■ Materials provided:

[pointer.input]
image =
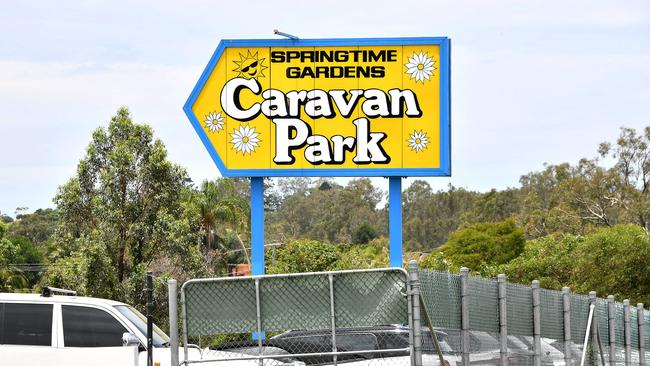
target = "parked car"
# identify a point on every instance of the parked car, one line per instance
(368, 338)
(74, 330)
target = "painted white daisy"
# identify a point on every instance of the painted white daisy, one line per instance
(418, 141)
(214, 121)
(420, 67)
(244, 139)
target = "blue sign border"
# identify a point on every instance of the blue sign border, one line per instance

■ Exercise instructions:
Please report the number of lines in the data that include "border", with no other words.

■ Result for this task:
2